Your task ->
Rewrite the entries from the line that has "Where can the car" through the line that has "point(25, 161)", changing "bus side mirror" to "bus wing mirror" and keeping everything else the same.

Supplied data ->
※ ※ ※

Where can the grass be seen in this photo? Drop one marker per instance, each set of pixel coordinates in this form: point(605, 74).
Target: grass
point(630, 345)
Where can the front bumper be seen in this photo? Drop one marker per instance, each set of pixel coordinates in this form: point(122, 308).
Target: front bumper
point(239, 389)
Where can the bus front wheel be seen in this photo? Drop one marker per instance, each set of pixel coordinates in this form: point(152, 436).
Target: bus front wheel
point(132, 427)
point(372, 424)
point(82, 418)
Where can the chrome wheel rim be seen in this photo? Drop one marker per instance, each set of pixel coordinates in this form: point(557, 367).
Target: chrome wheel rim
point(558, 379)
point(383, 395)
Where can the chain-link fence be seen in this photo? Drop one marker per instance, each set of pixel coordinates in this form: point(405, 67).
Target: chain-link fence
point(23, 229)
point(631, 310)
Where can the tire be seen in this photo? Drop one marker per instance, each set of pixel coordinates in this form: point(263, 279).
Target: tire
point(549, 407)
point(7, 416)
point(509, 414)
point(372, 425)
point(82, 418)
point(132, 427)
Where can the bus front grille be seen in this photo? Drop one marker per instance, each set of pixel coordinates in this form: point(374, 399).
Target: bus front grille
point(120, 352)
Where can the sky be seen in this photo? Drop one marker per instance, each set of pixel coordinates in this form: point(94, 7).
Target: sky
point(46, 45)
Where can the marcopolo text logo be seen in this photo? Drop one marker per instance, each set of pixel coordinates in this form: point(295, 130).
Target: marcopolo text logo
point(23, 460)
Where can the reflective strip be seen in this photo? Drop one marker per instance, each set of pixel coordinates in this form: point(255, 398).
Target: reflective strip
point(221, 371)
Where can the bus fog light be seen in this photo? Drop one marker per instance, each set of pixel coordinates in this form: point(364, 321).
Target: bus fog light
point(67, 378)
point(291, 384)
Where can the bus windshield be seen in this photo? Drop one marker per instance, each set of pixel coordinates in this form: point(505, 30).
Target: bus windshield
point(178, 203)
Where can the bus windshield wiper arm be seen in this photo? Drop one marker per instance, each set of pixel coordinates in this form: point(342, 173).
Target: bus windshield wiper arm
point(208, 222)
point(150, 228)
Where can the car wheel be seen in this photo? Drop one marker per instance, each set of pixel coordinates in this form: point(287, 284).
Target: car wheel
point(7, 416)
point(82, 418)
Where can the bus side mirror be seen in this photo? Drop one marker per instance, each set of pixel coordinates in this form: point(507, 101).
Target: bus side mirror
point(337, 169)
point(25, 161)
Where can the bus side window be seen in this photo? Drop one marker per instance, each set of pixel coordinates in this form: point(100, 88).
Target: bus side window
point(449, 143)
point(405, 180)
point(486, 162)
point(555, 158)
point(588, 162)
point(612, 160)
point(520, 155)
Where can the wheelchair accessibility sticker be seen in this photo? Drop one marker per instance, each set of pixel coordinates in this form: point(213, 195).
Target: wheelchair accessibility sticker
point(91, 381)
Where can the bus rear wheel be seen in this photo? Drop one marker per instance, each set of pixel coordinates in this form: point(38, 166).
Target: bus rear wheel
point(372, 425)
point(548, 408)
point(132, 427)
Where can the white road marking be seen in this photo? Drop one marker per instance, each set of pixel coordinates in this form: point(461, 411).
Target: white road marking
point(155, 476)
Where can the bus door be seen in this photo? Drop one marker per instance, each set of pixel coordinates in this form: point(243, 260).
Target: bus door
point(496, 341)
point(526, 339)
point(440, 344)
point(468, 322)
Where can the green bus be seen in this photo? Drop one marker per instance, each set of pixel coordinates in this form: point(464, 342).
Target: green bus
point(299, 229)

※ ※ ※

Result of the task ->
Where can the car wheel be seen in this photo? Drop one marker per instance, each set of pixel coordinates in this form: point(287, 284).
Target: car wheel
point(7, 416)
point(82, 418)
Where can the bus wing mirror be seen in this photo? Drop one marker per instance, each set of pixel coordinates in this form: point(507, 101).
Target: bus wing mirror
point(337, 169)
point(25, 161)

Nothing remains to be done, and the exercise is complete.